To be done:
Identify every line of the material below that contains the word "envelopes", matching case exactly, and copy each of those lines.

Material for the task:
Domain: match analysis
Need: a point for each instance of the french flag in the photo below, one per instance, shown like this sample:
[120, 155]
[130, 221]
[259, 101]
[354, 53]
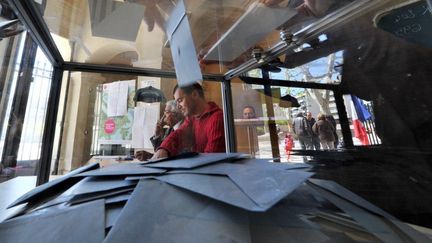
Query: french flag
[359, 114]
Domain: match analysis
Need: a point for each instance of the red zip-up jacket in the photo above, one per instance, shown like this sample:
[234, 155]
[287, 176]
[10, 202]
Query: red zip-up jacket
[203, 134]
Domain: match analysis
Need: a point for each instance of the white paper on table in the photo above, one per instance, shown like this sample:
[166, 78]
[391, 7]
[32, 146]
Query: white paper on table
[137, 127]
[118, 93]
[145, 119]
[111, 90]
[123, 92]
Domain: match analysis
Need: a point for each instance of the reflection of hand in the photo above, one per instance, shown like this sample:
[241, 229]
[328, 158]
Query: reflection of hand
[161, 153]
[152, 12]
[270, 3]
[314, 8]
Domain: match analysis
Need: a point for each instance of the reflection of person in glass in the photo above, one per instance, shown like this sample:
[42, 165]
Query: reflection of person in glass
[248, 112]
[311, 121]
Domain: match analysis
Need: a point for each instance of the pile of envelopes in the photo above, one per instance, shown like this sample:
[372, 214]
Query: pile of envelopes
[202, 198]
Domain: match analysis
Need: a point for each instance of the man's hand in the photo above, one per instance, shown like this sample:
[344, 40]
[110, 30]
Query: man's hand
[143, 155]
[161, 153]
[159, 129]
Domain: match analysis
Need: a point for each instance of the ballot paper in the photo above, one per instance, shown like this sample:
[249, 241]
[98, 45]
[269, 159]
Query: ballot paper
[145, 119]
[182, 47]
[117, 97]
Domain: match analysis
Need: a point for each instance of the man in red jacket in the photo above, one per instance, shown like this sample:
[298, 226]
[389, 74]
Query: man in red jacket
[203, 128]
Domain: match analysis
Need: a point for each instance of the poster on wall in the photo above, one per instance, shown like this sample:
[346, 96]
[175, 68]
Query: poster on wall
[117, 112]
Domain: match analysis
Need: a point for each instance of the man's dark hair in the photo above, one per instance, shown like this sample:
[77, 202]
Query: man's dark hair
[190, 88]
[250, 107]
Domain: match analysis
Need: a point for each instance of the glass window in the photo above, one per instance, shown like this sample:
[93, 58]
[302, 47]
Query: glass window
[96, 128]
[27, 77]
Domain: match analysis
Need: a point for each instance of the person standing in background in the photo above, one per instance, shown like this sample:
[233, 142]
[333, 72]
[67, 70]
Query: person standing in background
[315, 139]
[324, 129]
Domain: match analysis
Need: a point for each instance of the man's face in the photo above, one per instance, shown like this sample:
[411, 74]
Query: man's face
[248, 113]
[185, 102]
[170, 116]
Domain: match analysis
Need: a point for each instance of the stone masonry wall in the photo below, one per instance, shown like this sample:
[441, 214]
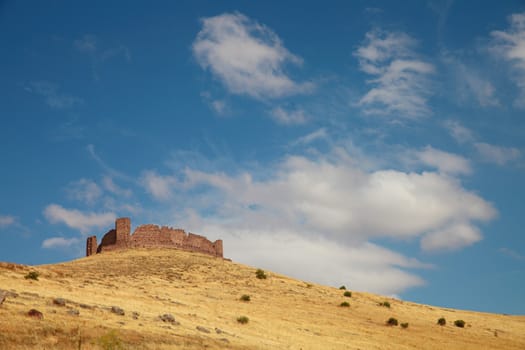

Result:
Need: a point for each instance of the pile of envelopes in the photo above, one per instance, shown like this sample:
Query: pile of envelopes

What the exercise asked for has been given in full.